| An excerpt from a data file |
▬▬▬▬▬▬

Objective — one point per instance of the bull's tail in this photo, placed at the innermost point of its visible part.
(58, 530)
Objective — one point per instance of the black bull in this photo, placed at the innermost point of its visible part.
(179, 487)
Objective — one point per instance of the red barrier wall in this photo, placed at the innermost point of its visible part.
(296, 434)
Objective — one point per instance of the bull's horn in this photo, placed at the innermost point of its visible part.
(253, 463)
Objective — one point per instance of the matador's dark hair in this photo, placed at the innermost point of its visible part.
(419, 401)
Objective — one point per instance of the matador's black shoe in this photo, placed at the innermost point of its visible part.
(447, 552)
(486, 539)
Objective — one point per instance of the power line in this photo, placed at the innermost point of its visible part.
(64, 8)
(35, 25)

▬▬▬▬▬▬

Rewrite the data above as a JSON list of strings, one string per line, leaving out any blank lines.

[
  "Objective — one point per instance of the bull's tail in this photo, placed at the innermost point of its visible part.",
  "(58, 530)",
  "Objective — one point per instance of the black bull in this photo, placed at the innermost point of its visible part.",
  "(179, 487)",
  "Objective — one point per instance of the red barrier wall in this photo, placed at the innermost point of its visible part.",
  "(296, 434)",
  "Objective — one point per instance of the bull's horn in this photo, placed at the innermost point of its visible part.",
  "(253, 463)",
  "Objective — one point per instance of the matador's dark hair in this photo, placed at the innermost point of its visible part.",
  "(419, 401)",
  "Objective — one point per instance of the matador's black shoe in this photo, placed at the innermost point of its visible part.",
  "(447, 552)",
  "(486, 539)",
  "Objective — one point per instance of the power line in this photo, placed at the innermost point of its visible part.",
  "(64, 8)",
  "(35, 25)"
]